Copy the lines starting at the one containing "An accessibility tool is trying to find the palm" and ending at the one containing "[220,197,248,218]", with "front window" swapped for "windshield" and everything else left the same.

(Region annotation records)

################

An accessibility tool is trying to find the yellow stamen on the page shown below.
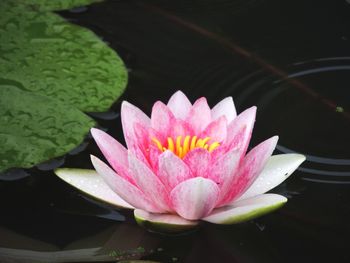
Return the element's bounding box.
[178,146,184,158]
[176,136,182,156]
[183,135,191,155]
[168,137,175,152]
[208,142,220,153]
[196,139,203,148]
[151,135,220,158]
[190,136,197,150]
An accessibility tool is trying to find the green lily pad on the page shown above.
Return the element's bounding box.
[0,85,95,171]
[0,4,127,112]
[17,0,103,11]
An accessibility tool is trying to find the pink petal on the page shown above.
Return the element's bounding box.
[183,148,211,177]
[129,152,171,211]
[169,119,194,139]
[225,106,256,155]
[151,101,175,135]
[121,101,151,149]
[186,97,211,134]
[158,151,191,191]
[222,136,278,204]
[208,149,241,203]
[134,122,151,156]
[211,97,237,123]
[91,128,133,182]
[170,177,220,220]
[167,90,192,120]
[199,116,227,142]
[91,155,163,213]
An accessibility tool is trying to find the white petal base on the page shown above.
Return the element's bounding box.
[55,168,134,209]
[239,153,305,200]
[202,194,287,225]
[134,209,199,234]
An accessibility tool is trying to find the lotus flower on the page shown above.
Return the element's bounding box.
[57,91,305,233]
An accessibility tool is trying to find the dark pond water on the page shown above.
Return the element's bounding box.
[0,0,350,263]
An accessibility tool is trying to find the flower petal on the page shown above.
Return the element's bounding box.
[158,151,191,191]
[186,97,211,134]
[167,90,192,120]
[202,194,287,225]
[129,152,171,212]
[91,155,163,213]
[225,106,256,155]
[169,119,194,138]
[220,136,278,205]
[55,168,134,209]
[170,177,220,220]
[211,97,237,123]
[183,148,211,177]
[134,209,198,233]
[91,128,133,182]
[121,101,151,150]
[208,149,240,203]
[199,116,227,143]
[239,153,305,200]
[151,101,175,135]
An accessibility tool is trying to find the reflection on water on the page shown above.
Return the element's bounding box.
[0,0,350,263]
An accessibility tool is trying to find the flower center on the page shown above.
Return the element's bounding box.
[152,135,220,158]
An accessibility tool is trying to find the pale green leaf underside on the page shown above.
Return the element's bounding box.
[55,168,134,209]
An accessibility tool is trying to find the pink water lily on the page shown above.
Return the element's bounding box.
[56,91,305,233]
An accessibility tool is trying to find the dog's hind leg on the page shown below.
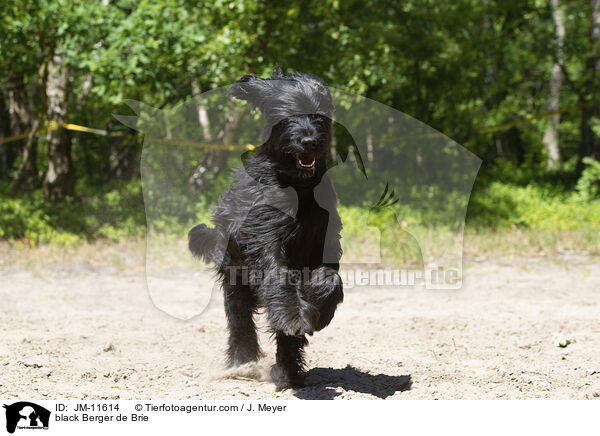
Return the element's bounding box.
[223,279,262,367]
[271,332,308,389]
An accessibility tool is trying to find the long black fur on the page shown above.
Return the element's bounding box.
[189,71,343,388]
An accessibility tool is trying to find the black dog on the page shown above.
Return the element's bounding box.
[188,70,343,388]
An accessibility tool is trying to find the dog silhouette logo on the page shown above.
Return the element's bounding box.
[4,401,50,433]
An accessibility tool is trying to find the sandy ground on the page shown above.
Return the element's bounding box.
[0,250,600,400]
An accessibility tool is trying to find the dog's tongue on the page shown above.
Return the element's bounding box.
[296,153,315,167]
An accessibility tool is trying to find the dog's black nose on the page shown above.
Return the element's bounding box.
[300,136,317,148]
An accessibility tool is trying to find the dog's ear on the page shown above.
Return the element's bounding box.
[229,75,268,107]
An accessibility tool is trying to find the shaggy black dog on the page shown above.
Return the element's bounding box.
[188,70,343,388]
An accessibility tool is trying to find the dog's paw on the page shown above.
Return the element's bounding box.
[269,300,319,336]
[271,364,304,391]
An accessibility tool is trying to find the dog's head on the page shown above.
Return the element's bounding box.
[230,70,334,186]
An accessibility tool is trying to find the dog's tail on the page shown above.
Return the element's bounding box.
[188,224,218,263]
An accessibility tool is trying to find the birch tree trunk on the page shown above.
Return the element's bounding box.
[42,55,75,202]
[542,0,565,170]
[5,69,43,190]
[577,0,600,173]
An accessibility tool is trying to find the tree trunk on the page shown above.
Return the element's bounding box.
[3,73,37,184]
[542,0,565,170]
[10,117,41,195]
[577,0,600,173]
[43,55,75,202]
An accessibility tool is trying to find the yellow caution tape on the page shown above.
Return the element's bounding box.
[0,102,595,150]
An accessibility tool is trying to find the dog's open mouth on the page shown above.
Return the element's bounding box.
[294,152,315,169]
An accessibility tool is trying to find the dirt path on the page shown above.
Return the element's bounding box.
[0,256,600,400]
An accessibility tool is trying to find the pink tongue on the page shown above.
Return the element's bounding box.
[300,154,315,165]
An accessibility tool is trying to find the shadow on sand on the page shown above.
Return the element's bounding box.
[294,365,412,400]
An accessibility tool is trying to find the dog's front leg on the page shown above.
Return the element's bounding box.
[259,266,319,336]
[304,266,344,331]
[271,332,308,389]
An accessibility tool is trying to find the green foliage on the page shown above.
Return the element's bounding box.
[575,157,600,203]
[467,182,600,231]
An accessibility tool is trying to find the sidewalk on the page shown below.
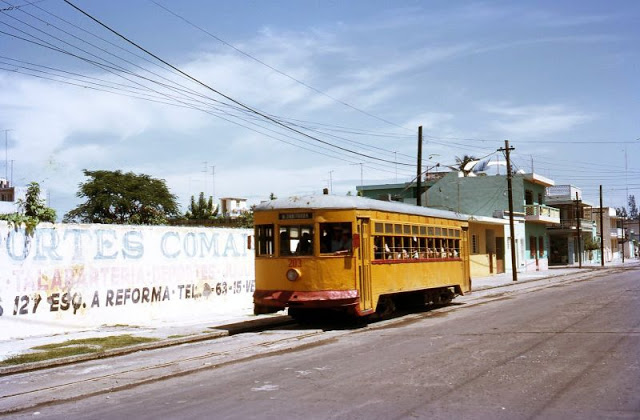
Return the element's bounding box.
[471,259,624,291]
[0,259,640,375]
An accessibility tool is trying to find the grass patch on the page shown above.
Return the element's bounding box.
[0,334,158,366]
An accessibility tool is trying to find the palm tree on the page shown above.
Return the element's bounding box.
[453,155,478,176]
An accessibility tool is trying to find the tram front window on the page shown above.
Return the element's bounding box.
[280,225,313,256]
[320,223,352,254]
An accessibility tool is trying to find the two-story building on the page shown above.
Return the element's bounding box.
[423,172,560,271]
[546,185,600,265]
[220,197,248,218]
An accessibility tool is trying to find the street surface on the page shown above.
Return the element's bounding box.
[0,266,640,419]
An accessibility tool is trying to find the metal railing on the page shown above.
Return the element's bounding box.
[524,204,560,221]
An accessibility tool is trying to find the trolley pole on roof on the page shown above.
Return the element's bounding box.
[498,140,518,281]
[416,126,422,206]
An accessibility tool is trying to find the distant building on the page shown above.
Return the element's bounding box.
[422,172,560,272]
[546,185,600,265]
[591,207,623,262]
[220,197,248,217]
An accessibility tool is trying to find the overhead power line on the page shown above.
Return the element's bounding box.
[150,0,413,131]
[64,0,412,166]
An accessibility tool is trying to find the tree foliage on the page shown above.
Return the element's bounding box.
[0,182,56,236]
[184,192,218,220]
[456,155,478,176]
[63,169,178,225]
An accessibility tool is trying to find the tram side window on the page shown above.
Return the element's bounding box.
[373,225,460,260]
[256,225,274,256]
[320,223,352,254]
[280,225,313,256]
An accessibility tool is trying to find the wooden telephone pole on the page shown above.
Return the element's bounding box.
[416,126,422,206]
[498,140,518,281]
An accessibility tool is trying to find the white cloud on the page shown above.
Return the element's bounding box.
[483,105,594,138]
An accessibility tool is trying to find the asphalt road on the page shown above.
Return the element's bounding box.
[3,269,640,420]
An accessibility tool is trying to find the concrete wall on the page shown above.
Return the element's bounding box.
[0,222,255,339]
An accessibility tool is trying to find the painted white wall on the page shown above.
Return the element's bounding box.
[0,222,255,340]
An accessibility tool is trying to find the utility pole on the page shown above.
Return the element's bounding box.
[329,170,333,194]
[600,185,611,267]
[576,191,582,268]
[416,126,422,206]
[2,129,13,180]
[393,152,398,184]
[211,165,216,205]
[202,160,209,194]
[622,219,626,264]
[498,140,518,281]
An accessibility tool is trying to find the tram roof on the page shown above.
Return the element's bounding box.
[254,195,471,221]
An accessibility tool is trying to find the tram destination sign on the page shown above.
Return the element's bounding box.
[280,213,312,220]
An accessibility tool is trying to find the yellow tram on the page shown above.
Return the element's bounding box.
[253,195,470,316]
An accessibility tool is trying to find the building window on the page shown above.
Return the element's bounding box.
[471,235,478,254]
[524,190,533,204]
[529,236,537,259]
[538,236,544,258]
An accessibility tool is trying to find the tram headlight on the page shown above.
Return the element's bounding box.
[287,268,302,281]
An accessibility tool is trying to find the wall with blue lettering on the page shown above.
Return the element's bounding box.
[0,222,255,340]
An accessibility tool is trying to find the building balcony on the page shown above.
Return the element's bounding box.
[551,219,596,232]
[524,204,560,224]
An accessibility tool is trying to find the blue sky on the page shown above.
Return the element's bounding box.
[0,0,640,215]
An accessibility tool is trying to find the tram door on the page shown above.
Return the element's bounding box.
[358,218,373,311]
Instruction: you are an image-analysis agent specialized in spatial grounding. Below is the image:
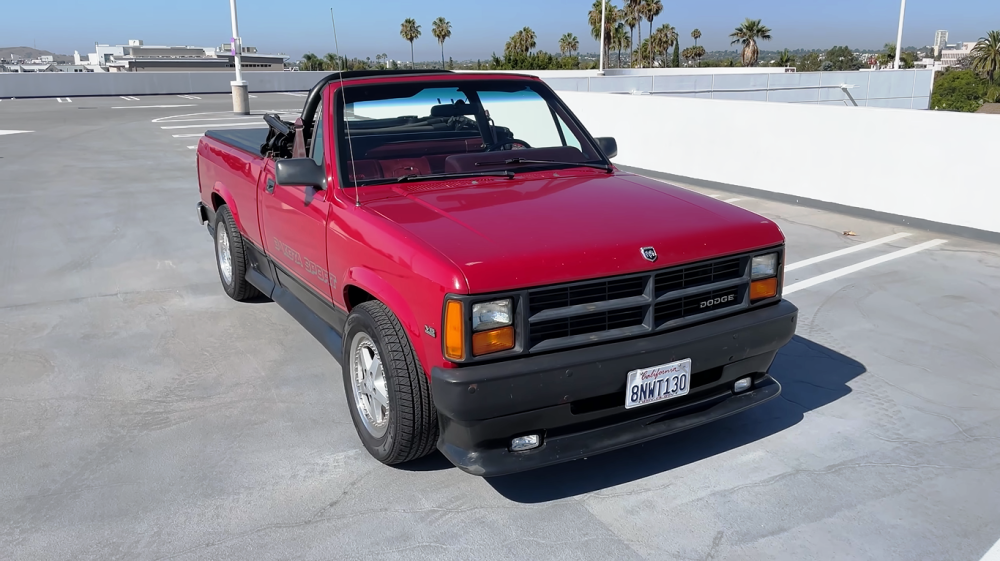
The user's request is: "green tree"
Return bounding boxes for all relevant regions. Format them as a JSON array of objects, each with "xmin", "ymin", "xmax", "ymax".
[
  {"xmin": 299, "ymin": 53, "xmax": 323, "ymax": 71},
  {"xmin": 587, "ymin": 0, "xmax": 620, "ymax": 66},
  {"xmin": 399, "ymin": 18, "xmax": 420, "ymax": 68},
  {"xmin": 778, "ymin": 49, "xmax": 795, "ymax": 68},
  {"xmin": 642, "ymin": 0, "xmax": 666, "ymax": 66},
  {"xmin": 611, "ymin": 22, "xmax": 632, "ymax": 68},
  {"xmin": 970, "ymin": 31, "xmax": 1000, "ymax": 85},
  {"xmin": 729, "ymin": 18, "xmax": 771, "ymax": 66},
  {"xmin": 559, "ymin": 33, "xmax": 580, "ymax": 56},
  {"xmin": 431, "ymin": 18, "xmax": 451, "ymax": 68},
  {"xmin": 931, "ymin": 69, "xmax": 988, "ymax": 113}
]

################

→ **SOLUTION FOR THIS EXERCISE**:
An accessibility tool is trying to find the palm tree on the page shown above.
Return the element's bounding box.
[453,155,478,176]
An accessibility tool is trying to find the tram windshield on the page shown above.
Return the element's bounding box.
[280,225,313,256]
[320,223,352,254]
An accessibility tool is trying to find the two-story building on the page shown above.
Return the element's bounding box.
[423,172,560,271]
[546,185,600,265]
[220,197,248,218]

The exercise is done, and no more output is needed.